→ **Saved entries**:
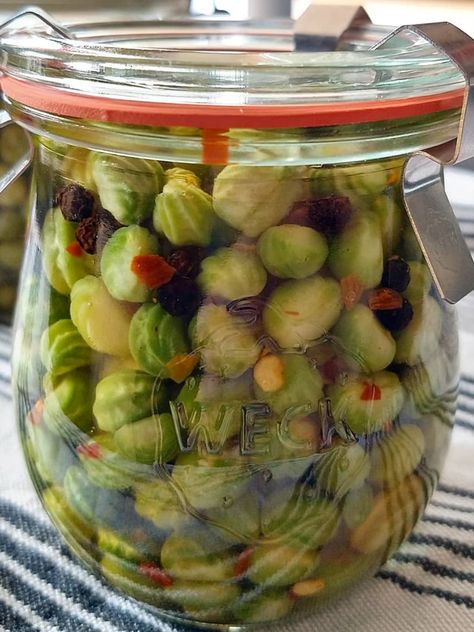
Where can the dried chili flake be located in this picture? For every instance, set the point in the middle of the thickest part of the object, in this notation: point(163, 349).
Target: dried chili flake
point(385, 298)
point(243, 562)
point(156, 574)
point(332, 368)
point(74, 249)
point(396, 274)
point(152, 270)
point(179, 297)
point(352, 289)
point(306, 588)
point(186, 261)
point(106, 227)
point(36, 413)
point(299, 213)
point(370, 393)
point(395, 319)
point(76, 202)
point(89, 450)
point(86, 234)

→ **Exercise brief**: What you return must match the records line for line, with the pictures left out.

→ **Response**:
Where can the dried chili flake be located in this picture? For every instance, set the point in the middle of the thickest part of the object, in this notation: point(163, 349).
Target: dried chili flake
point(385, 298)
point(243, 562)
point(156, 574)
point(332, 368)
point(74, 249)
point(396, 274)
point(152, 270)
point(179, 297)
point(352, 289)
point(306, 588)
point(186, 261)
point(106, 227)
point(36, 413)
point(299, 213)
point(370, 393)
point(395, 319)
point(76, 202)
point(89, 450)
point(86, 234)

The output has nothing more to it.